-- REQUIREMENT 1 --
In the text on Ángel González, copy out the passage from "Seat P of the" up to and including "the twentieth century." word for word.
-- REQUIREMENT 2 --
According to the text on Ángel González, what prize did his second book, Grado elemental, win?
-- REQUIREMENT 3 --
Condense the paragraph of the text on Ángel González that begins "González was born in Oviedo" into a bulleted list of its main facts.

-- EXCERPTED TEXT --
━━━━━━━━━━━━━━━━━━━━

- Born: Ángel González Muñiz 6 September 1925 Oviedo, Spain
- Died: 12 January 2008 Madrid, Spain

Seat P of the Real Academia Española
- In office 23 March 1997 – 12 January 2008
- Preceded by: Julio Caro Baroja
- Succeeded by: Inés Fernández-Ordóñez

Signature

= Ángel González Muñiz =

Spanish poet

Ángel González Muñiz (6 September 1925 - 12 January 2008) was a major Spanish poet of the twentieth century.

== Biography ==
González was born in Oviedo. He took a law degree at the University of Oviedo and, in 1950, moved to Madrid to work in Civil Administration. It was in Madrid that he first began to write and publish his poetry, becoming friends with many of the leading Spanish writers who encouraged his work. His first book of poems, Áspero mundo ("Harsh World"), was an immediate critical success. His second book, Grado elemental ("Elementary Grade"), was published in Paris and won the prestigious Antonio Machado Prize for Poetry. He published eight more books of poetry and edited several anthologies and books of literary criticism, including critical editions on the poetry of Juan Ramón Jiménez and Antonio Machado. Two books have appeared in English translation: Harsh World and Other Poems (Princeton University Press, 1977, translated by Donald Walsh) and Astonishing World: The Selected Poems of Ángel González (Milkweed Editions, 1993, translated by Steven Ford Brown).

He is also the recipient of the Angel María de Lera Hispanism Prize for his contributions to Hispanic Culture from the University of Colorado (U.S.), the Príncipe de Asturias Prize (Spain), the Salerno Poetry Prize (Italy) and the Premio Reina Sofía Iberoamericas Prize (Spain). In 1997 he was appointed as the Chair of the Real Academia Española. In 2004, he was awarded the inaugural Federico García Lorca Poetry Prize by the City of Granada. His work is represented in the major anthologies of Spanish poetry of the 20th century, and is also included in the Vintage Book Of Contemporary World Poetry (Random House, 1996). He taught at the University of New Mexico from 1974 to 1994. Before his death in January 2008 in Madrid, he divided his time between New Mexico and Spain.

━━━━━━━━━━━━━━━━━━━━

-- DATA --
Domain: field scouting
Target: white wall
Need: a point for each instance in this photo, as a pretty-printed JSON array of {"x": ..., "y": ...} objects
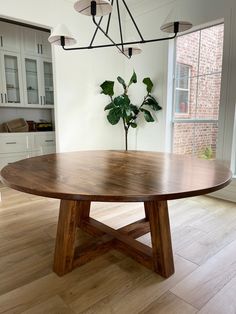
[{"x": 80, "y": 120}]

━━━━━━━━━━━━━━━━━━━━

-- TASK RESULT 1 --
Seat P of the Real Academia Española
- In office 23 March 1997 – 12 January 2008
- Preceded by: Julio Caro Baroja
- Succeeded by: Inés Fernández-Ordóñez

Signature

= Ángel González Muñiz =

Spanish poet

Ángel González Muñiz (6 September 1925 - 12 January 2008) was a major Spanish poet of the twentieth century.

-- TASK RESULT 2 --
It won the Antonio Machado Prize for Poetry.

-- TASK RESULT 3 --
- Born in Oviedo; took a law degree at the University of Oviedo.
- Moved to Madrid in 1950 to work in Civil Administration, and there began writing and publishing poetry, befriending leading Spanish writers who encouraged him.
- First book, Áspero mundo ("Harsh World"), was an immediate critical success.
- Second book, Grado elemental ("Elementary Grade"), was published in Paris and won the Antonio Machado Prize for Poetry.
- Published eight more books of poetry and edited several anthologies and books of literary criticism, including critical editions on Juan Ramón Jiménez and Antonio Machado.
- Two books have appeared in English: Harsh World and Other Poems (Princeton University Press, 1977, translated by Donald Walsh) and Astonishing World: The Selected Poems of Ángel González (Milkweed Editions, 1993, translated by Steven Ford Brown).